YOUR TASK: Swap "grassy bank" for "riverbank" everywhere in the data below and write it out again with everything else unchanged, omitting the pictures.

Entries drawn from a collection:
>>>

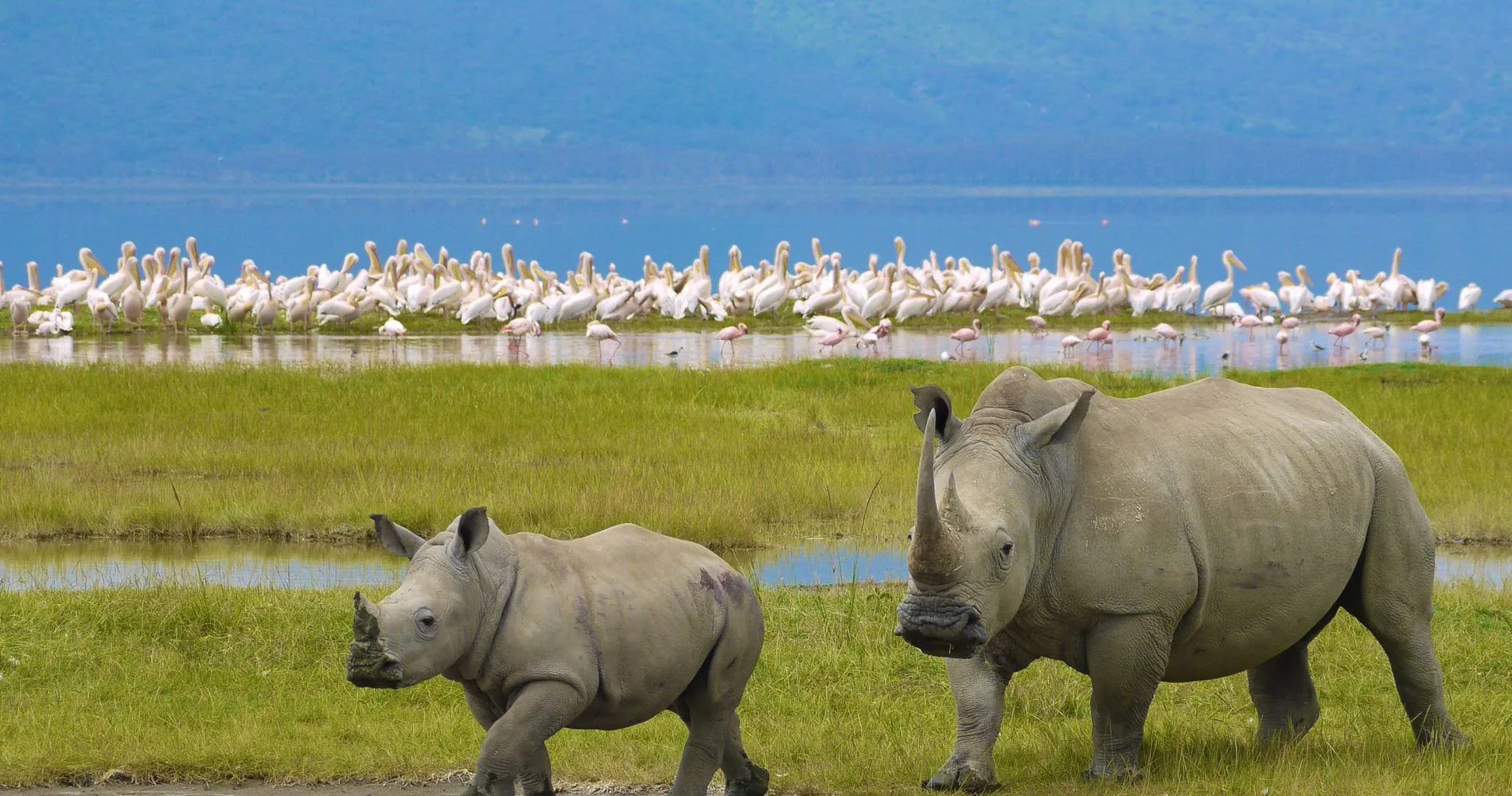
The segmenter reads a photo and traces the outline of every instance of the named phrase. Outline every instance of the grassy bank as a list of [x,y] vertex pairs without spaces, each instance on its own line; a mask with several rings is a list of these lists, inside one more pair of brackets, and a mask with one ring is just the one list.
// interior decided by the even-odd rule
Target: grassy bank
[[[996,365],[776,368],[0,368],[0,536],[367,539],[485,504],[510,530],[635,521],[714,546],[900,539],[910,384],[962,412]],[[1172,380],[1074,374],[1119,396]],[[1406,462],[1441,539],[1512,539],[1512,371],[1424,365],[1235,374],[1323,389]]]
[[[251,319],[243,319],[239,324],[231,324],[231,322],[227,321],[219,328],[216,328],[216,330],[212,331],[212,330],[204,328],[200,324],[200,316],[201,315],[204,315],[204,313],[198,312],[198,310],[195,310],[195,312],[192,312],[189,315],[189,322],[186,324],[186,327],[189,328],[187,333],[191,333],[191,334],[221,334],[221,336],[260,334],[262,333],[262,331],[257,331],[253,327]],[[833,313],[833,315],[838,316],[838,313]],[[969,312],[957,312],[957,313],[948,313],[948,315],[933,315],[933,316],[928,316],[928,318],[910,318],[907,321],[903,321],[903,322],[897,324],[895,328],[942,331],[942,330],[956,330],[956,328],[962,328],[962,327],[969,327],[972,319],[981,319],[981,325],[987,331],[1005,331],[1005,330],[1015,330],[1015,328],[1016,330],[1025,330],[1025,328],[1028,328],[1028,324],[1024,319],[1028,318],[1030,315],[1034,315],[1034,310],[1031,310],[1031,309],[1028,309],[1028,310],[1027,309],[998,309],[998,310],[987,310],[986,313],[981,313],[981,315],[969,313]],[[1430,313],[1417,312],[1417,310],[1409,310],[1409,312],[1387,310],[1387,312],[1370,312],[1370,313],[1364,313],[1364,315],[1365,315],[1365,322],[1367,324],[1370,324],[1370,322],[1393,322],[1393,324],[1411,325],[1411,324],[1415,324],[1415,322],[1427,318]],[[482,322],[482,324],[473,322],[473,324],[469,324],[469,325],[464,327],[455,318],[449,318],[449,316],[443,316],[443,315],[422,315],[422,313],[414,313],[414,312],[405,312],[405,313],[399,313],[398,318],[399,318],[399,322],[404,324],[408,336],[426,336],[426,334],[496,334],[499,331],[499,322],[497,321],[488,321],[488,322]],[[1308,316],[1308,319],[1320,319],[1320,321],[1321,319],[1347,319],[1347,318],[1349,318],[1347,313],[1309,315]],[[318,334],[319,333],[325,333],[325,334],[375,334],[378,331],[378,327],[383,325],[383,322],[387,321],[387,319],[389,319],[387,313],[375,313],[375,315],[367,315],[367,316],[364,316],[364,318],[352,322],[349,327],[343,328],[343,327],[339,327],[336,324],[331,324],[331,325],[327,325],[327,327],[324,327],[322,330],[319,330],[316,333]],[[1128,313],[1126,309],[1120,310],[1117,313],[1113,313],[1113,315],[1081,316],[1081,318],[1069,318],[1069,316],[1046,316],[1045,318],[1045,321],[1049,324],[1049,328],[1051,330],[1057,330],[1057,331],[1086,331],[1086,330],[1089,330],[1089,328],[1101,324],[1104,319],[1110,321],[1113,324],[1113,328],[1117,330],[1117,331],[1149,330],[1149,328],[1154,328],[1155,324],[1160,324],[1160,322],[1172,324],[1172,325],[1175,325],[1178,328],[1184,327],[1184,325],[1190,325],[1190,324],[1198,324],[1198,325],[1204,325],[1204,327],[1222,327],[1222,325],[1226,325],[1226,321],[1222,321],[1222,319],[1217,319],[1217,318],[1184,315],[1184,313],[1178,313],[1178,312],[1149,312],[1149,313],[1145,313],[1143,316],[1134,318],[1134,316],[1131,316]],[[225,321],[225,319],[222,318],[222,321]],[[631,318],[631,319],[624,319],[624,321],[611,321],[609,325],[612,325],[615,330],[620,330],[620,331],[692,330],[692,331],[709,331],[709,333],[714,333],[714,331],[718,331],[723,325],[738,324],[738,322],[739,324],[745,324],[751,331],[797,331],[797,330],[803,328],[803,318],[798,316],[798,315],[792,315],[791,312],[786,312],[786,310],[782,310],[782,312],[779,312],[776,315],[761,315],[761,316],[756,316],[756,318],[751,318],[751,316],[727,318],[724,322],[714,322],[714,321],[705,321],[705,319],[697,319],[697,318],[683,318],[683,319],[679,321],[679,319],[673,319],[673,318],[668,318],[668,316],[664,316],[664,315],[647,315],[647,316],[643,316],[643,318]],[[1450,324],[1450,325],[1455,325],[1455,324],[1506,324],[1506,322],[1512,322],[1512,310],[1506,310],[1506,309],[1500,309],[1498,307],[1498,309],[1491,309],[1491,310],[1455,312],[1455,313],[1450,313],[1445,318],[1445,322]],[[582,331],[587,325],[588,325],[587,319],[564,321],[564,322],[552,324],[549,327],[549,330],[550,331]],[[9,309],[3,309],[3,310],[0,310],[0,330],[8,330],[8,328],[11,328],[11,310]],[[283,316],[280,316],[278,321],[274,324],[272,331],[274,333],[281,333],[281,334],[289,334],[289,333],[301,333],[301,331],[304,331],[304,328],[302,327],[295,328],[295,327],[292,327],[289,324],[287,319],[284,319]],[[101,336],[103,333],[104,333],[104,330],[95,325],[94,316],[91,316],[86,309],[79,307],[79,309],[74,310],[74,331],[73,331],[74,337],[80,337],[80,339],[97,337],[97,336]],[[166,330],[163,327],[162,319],[157,315],[157,310],[153,309],[153,307],[144,310],[144,313],[142,313],[142,331],[124,331],[124,327],[121,324],[116,324],[115,331],[112,331],[112,336],[133,334],[133,333],[135,334],[145,334],[148,339],[157,339],[162,334],[172,334],[172,331],[169,331],[169,330]]]
[[[950,752],[943,666],[892,637],[897,587],[764,589],[762,663],[742,707],[754,760],[786,793],[913,793]],[[1312,645],[1323,719],[1261,754],[1244,678],[1166,684],[1131,793],[1504,793],[1512,779],[1512,592],[1436,596],[1448,707],[1474,745],[1418,754],[1379,646],[1340,616]],[[422,778],[473,766],[455,686],[348,686],[351,593],[174,589],[0,593],[0,784],[92,778]],[[12,660],[14,658],[14,660]],[[1039,661],[1013,679],[1009,793],[1084,793],[1089,686]],[[665,782],[683,740],[664,714],[552,742],[559,781]]]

<<<

COMPLETE ANSWER:
The segmenter reads a photo and traces the outline of every instance of the named phrase. Outline every instance of the riverbank as a list of [x,y] vertex pairs without spaces, each instance on its own line; a mask with several rings is a list of these lists, inside one more pair of brackets, and a mask with one ring is just the one list.
// interior decided by the even-odd rule
Target: riverbank
[[[996,365],[776,368],[0,368],[0,536],[367,539],[485,504],[510,530],[635,521],[714,546],[900,539],[910,384],[962,412]],[[1172,380],[1074,374],[1119,396]],[[1406,462],[1441,539],[1512,539],[1512,371],[1424,365],[1235,374],[1323,389]]]
[[[251,319],[243,319],[239,324],[231,324],[231,322],[227,321],[219,328],[216,328],[216,330],[212,331],[212,330],[204,328],[200,324],[200,316],[201,315],[204,315],[204,313],[198,312],[198,310],[195,310],[195,312],[192,312],[189,315],[189,322],[186,324],[186,327],[189,328],[187,333],[191,333],[191,334],[221,334],[221,336],[260,334],[262,333],[262,331],[257,331],[253,327]],[[833,313],[833,315],[838,316],[838,313]],[[969,312],[957,312],[957,313],[948,313],[948,315],[933,315],[933,316],[928,316],[928,318],[910,318],[907,321],[903,321],[903,322],[897,324],[895,328],[942,331],[942,330],[956,330],[956,328],[962,328],[962,327],[969,327],[972,319],[981,319],[981,325],[987,331],[1005,331],[1005,330],[1015,330],[1015,328],[1016,330],[1025,330],[1025,328],[1028,328],[1028,324],[1024,319],[1028,318],[1030,315],[1034,315],[1034,310],[1031,310],[1031,309],[1028,309],[1028,310],[1027,309],[998,309],[998,310],[987,310],[986,313],[981,313],[981,315],[969,313]],[[1430,313],[1417,312],[1417,310],[1409,310],[1409,312],[1387,310],[1387,312],[1370,312],[1370,313],[1364,313],[1364,315],[1365,315],[1365,322],[1367,324],[1370,324],[1370,322],[1393,322],[1393,324],[1411,325],[1411,324],[1415,324],[1415,322],[1427,318]],[[482,322],[482,324],[473,322],[473,324],[469,324],[469,325],[464,327],[455,318],[449,318],[449,316],[443,316],[443,315],[422,315],[422,313],[414,313],[414,312],[405,312],[405,313],[399,313],[398,318],[399,318],[399,322],[404,324],[408,336],[426,336],[426,334],[496,334],[499,331],[499,322],[497,321],[488,321],[488,322]],[[1308,316],[1308,319],[1320,319],[1320,321],[1321,319],[1347,319],[1347,318],[1349,318],[1347,313],[1309,315]],[[318,334],[319,333],[325,333],[325,334],[375,334],[378,331],[378,327],[383,325],[383,322],[387,321],[387,319],[389,319],[387,313],[375,313],[375,315],[367,315],[367,316],[364,316],[364,318],[352,322],[349,327],[343,328],[343,327],[339,327],[336,324],[331,324],[331,325],[327,325],[327,327],[324,327],[322,330],[319,330],[316,333]],[[1128,313],[1126,309],[1120,310],[1117,313],[1113,313],[1113,315],[1081,316],[1081,318],[1069,318],[1069,316],[1046,316],[1045,318],[1045,321],[1049,324],[1049,328],[1051,330],[1057,330],[1057,331],[1086,331],[1086,330],[1089,330],[1089,328],[1101,324],[1104,319],[1110,321],[1113,324],[1113,328],[1117,330],[1117,331],[1149,330],[1149,328],[1154,328],[1155,324],[1160,324],[1160,322],[1172,324],[1172,325],[1175,325],[1178,328],[1184,327],[1184,325],[1190,325],[1190,324],[1198,324],[1198,325],[1204,325],[1204,327],[1222,327],[1222,325],[1226,325],[1226,321],[1222,321],[1222,319],[1217,319],[1217,318],[1184,315],[1184,313],[1178,313],[1178,312],[1149,312],[1149,313],[1145,313],[1143,316],[1134,318],[1134,316],[1131,316]],[[225,321],[225,319],[222,318],[222,321]],[[631,318],[631,319],[624,319],[624,321],[611,321],[609,325],[612,325],[615,330],[620,330],[620,331],[692,330],[692,331],[709,331],[709,333],[714,333],[714,331],[718,331],[723,325],[738,324],[738,322],[739,324],[745,324],[751,331],[797,331],[797,330],[803,328],[803,318],[798,316],[798,315],[792,315],[791,312],[786,312],[786,310],[782,310],[782,312],[779,312],[776,315],[761,315],[761,316],[756,316],[756,318],[751,318],[751,316],[727,318],[724,322],[714,322],[714,321],[705,321],[705,319],[697,319],[697,318],[683,318],[683,319],[679,321],[679,319],[673,319],[673,318],[668,318],[668,316],[664,316],[664,315],[647,315],[647,316],[643,316],[643,318]],[[1450,324],[1450,325],[1455,325],[1455,324],[1506,324],[1506,322],[1512,322],[1512,310],[1506,310],[1506,309],[1500,309],[1498,307],[1498,309],[1491,309],[1491,310],[1455,312],[1455,313],[1450,313],[1445,318],[1445,322]],[[582,331],[587,325],[588,325],[587,319],[564,321],[564,322],[552,324],[549,327],[549,330],[550,331]],[[9,309],[3,309],[3,310],[0,310],[0,330],[8,330],[8,328],[11,328],[11,310]],[[283,316],[280,316],[278,321],[274,324],[272,331],[274,333],[281,333],[281,334],[289,334],[289,333],[301,333],[301,331],[304,331],[304,328],[302,327],[295,328],[295,327],[292,327],[289,324],[287,319],[284,319]],[[101,336],[103,333],[104,333],[104,330],[95,325],[94,316],[91,316],[86,309],[79,307],[79,309],[74,310],[74,331],[73,331],[74,337],[80,337],[80,339],[97,337],[97,336]],[[166,330],[163,327],[162,319],[157,315],[157,310],[153,309],[153,307],[144,310],[144,313],[142,313],[142,331],[124,331],[124,327],[121,324],[116,324],[115,331],[112,331],[112,336],[133,334],[133,333],[135,334],[145,334],[148,339],[157,339],[162,334],[172,334],[172,331],[169,331],[169,330]]]
[[[950,752],[943,666],[892,637],[897,587],[764,589],[762,663],[742,707],[754,760],[786,793],[913,793]],[[1312,645],[1323,719],[1261,754],[1244,678],[1166,684],[1131,793],[1504,793],[1512,779],[1512,592],[1436,596],[1448,707],[1474,745],[1418,754],[1379,646],[1340,616]],[[422,778],[473,766],[455,686],[348,686],[351,593],[174,589],[0,593],[0,784],[92,778]],[[12,660],[14,658],[14,660]],[[1039,661],[1013,679],[1009,793],[1084,793],[1089,686]],[[665,782],[683,740],[664,714],[552,742],[559,781]]]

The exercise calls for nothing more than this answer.